*Task instructions*
Continue the passage on the Union of Scotland and England and the Earl of Mar, starting after its last sentence.

*Source passage*

──────

The discontents and tumults which attended the progress of the Union ran throughout the whole country, and pervaded all ranks of people. Yet it is remarkable, that the nobility of Scotland should have been the first to fail in their opposition to the measure; and that the middle ranks, together with the lowest of the people, should have been foremost to withstand what they considered as insulting to the independence of their country. The very name and antiquity of their kingdom was dear to them, although there remained, after the removal of James the First into England, little more than "a vain shadow of a name, a yoke of slavery, and image of a kingdom."[41] It was in vain that the Duke of Hamilton had called, in the beginning of the debates on this measure, upon the families of "Bruce, Campbell, Douglas," not to desert their country: the opposition to the Union was bought over, with many exceptions, with a price;—twenty thousand pounds being sent over to the Lords Commissioners to employ in this manner, twelve thousand pounds of which were, however, returned to the English Treasury, there being no more who would accept the bribe. The Earl of Mar and the Earl of Seafield had privately secured their own reward, having bargained "for greater matters than could be agreed upon while the kingdom of Scotland stood in safety."[42]

Amidst the resentment of the Scotch for their insulted dignity, it is amusing to find that this Union of the two countries could be deemed derogatory to English dignity; yet Dean Swift, among others, considered it in that light. "Swift's hatred to the Scottish nation," observes Sir Walter Scott, "led him to look upon that Union with great resentment, as a measure degrading to England. The Scottish themselves hardly detested the idea more than he did; and that is saying as much as possible."[43]

Swift vented his wrath in the verses beginning with these lines:

"The Queen has lately lost a part
Of her entirely-English heart,[44]
For want of which, by way of botch,
She piec'd it up again with Scotch.
Blest Revolution! which creates
Divided hearts, united states!
See how the double nation lies
Like a rich coat with skirts of frize:
As if a man in making posies,
Should bundle thistles up with roses!"

That the conduct of Lord Mar throughout this Treaty was regarded with avowed suspicion, the following anecdote tends to confirm: Lord Godolphin, at that time First Lord of the Treasury, wishing to tamper with one of a combination against the Queensbury faction, sent to offer that individual a place if he would discover to him how the combination was formed, and in what manner it might be broken. But the gentleman whose fidelity he thus assailed, was true to his engagements; and returned an indignant answer, desiring the Lord Treasurer's agent "not to think that he was treating with such men as Mar and Seafield."[45]

At this time the Earl of Mar was said to be in the full enjoyment of Lord Godolphin's confidence, and to have been one of those whom the treasurer consulted, in settling the government of Scotland. The rumour was not conducive to his comfort or well-being in his native country; and the Earl appears to have passed much more time in intrigues in London than among the gardens of Alloa.

──────

*Data for analysis*

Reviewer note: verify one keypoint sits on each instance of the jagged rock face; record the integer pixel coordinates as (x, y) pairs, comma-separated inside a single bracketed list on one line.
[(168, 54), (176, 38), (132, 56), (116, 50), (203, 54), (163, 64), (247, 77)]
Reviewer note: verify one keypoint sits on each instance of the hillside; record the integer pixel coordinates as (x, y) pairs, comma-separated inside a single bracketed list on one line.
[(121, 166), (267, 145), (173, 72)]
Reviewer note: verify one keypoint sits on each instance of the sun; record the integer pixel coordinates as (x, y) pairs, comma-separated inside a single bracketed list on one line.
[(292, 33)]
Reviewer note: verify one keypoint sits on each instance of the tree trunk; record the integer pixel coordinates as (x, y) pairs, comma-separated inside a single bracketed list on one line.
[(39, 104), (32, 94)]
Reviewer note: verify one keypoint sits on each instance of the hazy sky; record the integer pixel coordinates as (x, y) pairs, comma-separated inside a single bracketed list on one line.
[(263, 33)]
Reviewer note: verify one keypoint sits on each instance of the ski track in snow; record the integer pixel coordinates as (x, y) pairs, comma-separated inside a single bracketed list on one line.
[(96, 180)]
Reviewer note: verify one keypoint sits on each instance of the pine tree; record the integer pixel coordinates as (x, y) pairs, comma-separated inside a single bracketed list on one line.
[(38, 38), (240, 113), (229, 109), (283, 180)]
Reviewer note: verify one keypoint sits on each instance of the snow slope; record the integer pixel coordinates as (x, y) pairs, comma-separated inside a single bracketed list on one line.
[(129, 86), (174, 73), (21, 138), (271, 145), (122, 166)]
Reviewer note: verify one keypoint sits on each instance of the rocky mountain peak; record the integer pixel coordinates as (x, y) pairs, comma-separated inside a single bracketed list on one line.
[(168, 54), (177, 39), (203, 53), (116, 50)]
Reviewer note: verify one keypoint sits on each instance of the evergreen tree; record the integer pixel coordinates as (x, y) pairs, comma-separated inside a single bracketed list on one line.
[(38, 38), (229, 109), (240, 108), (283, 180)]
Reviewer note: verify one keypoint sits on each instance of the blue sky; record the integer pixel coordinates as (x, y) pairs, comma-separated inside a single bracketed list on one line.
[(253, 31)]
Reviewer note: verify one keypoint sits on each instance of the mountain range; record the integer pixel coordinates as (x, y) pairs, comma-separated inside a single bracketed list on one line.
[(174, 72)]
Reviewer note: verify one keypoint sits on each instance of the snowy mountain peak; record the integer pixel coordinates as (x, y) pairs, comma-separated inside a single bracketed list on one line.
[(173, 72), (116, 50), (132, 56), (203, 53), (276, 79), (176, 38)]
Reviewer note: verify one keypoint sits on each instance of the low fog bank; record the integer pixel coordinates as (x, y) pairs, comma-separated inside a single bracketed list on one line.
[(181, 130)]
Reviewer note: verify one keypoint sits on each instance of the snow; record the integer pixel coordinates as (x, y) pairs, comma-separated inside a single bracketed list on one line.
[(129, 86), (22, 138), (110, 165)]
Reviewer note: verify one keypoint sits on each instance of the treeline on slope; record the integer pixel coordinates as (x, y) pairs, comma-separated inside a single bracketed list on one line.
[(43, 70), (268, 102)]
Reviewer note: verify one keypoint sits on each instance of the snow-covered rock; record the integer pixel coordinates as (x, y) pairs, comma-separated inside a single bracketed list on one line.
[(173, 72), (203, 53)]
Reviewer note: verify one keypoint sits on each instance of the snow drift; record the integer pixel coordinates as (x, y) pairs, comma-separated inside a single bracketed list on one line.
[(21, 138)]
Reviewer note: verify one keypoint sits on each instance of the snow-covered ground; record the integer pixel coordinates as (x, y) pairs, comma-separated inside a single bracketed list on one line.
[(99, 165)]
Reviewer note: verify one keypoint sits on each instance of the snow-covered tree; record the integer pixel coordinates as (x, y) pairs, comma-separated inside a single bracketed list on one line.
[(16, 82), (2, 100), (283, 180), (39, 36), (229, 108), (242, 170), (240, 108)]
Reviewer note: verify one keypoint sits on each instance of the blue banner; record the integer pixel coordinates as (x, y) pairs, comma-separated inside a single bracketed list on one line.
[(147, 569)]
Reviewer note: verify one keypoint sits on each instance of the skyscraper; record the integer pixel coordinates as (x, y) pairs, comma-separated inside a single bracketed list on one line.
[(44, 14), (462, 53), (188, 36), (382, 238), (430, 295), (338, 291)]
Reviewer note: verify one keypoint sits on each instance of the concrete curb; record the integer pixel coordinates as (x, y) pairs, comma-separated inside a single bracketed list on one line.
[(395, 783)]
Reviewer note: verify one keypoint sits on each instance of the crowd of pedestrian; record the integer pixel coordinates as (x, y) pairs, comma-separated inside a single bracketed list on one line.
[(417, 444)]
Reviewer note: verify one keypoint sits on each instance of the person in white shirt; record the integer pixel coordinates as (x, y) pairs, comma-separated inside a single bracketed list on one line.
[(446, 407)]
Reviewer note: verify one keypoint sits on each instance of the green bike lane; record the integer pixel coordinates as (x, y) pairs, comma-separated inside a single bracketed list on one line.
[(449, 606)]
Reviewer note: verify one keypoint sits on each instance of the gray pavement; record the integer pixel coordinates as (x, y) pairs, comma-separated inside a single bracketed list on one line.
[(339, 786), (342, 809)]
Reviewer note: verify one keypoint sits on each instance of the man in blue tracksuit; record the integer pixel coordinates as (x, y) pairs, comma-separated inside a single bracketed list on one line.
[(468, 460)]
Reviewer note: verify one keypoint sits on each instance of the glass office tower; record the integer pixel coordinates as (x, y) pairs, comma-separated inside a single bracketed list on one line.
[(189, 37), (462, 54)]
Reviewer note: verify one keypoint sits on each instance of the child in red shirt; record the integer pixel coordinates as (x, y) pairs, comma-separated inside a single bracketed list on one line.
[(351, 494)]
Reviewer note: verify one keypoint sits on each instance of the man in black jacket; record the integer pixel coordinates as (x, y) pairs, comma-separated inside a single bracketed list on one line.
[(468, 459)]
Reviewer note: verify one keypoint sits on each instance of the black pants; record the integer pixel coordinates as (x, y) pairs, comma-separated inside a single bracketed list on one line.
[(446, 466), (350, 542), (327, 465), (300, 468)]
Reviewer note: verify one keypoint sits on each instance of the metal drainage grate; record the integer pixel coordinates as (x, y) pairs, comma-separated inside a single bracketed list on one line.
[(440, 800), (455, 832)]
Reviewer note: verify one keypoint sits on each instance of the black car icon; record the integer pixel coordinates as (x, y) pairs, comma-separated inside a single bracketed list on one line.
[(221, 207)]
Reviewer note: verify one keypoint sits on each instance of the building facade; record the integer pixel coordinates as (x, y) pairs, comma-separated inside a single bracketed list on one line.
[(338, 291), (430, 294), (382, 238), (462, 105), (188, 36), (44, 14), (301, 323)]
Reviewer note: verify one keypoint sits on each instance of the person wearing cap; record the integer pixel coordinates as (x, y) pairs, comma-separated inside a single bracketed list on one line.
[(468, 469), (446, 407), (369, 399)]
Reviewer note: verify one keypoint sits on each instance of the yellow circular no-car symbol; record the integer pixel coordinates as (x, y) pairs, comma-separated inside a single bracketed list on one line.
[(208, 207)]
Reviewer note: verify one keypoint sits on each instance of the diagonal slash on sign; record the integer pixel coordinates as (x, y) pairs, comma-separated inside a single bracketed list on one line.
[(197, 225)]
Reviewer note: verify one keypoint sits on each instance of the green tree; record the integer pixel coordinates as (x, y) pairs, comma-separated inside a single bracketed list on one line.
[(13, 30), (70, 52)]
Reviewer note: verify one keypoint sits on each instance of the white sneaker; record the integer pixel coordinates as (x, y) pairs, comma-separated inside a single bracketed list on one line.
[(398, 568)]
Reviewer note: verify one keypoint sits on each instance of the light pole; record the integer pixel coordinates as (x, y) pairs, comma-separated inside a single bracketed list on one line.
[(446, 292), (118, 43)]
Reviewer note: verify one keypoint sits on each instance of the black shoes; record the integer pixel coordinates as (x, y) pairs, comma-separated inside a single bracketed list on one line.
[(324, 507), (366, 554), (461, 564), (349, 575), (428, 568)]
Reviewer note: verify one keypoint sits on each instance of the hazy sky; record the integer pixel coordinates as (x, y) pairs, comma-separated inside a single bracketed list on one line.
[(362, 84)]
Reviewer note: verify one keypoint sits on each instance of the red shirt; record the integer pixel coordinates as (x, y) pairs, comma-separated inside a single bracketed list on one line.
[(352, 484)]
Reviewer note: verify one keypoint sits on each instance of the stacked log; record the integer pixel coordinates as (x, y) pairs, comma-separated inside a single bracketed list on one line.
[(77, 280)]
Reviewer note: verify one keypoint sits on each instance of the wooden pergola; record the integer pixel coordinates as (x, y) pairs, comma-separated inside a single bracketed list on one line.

──────

*The answer*
It was not long before the effects of the general discontent were manifested in the desire of the majority of the Scottish nation to restore the descendant of their ancient kings to the throne, and even the Cameronians and Presbyterians were willing to pass over the objection of his being a Papist. "God may convert the Prince," they said, "or he may have Protestant children, but the Union never can be good."[46] The middle orders openly expressed their anxiety to welcome a Prince to their shores, whom they regarded as a deliverer: the nobility and gentry, though more cautious, yet were equally desirous to see the honour of their nation, in their own sense of it, restored. Episcopalians, Cavaliers, and Revolutionists, were unanimous, or, to use the Scots' proverb, "were all one man's bairns." This state of public feeling was soon communicated to St. Germains, and Colonel Hooke, famous for his negotiations, was, according to the writer of the Memoirs, "pitched upon by the French King, and palmed upon the court of St. Germains, and dispatched to sound the intentions of the principal Scottish nobility." This agent arrived in Scotland in the month of March, 1707. The paper containing assurances of aid to James Stuart was signed by sixteen noblemen and gentlemen; but the Earl of Mar was, at that time, engaged in a very different undertaking, and was in close amity with Sunderland, Godolphin, and the heads of the Whig party.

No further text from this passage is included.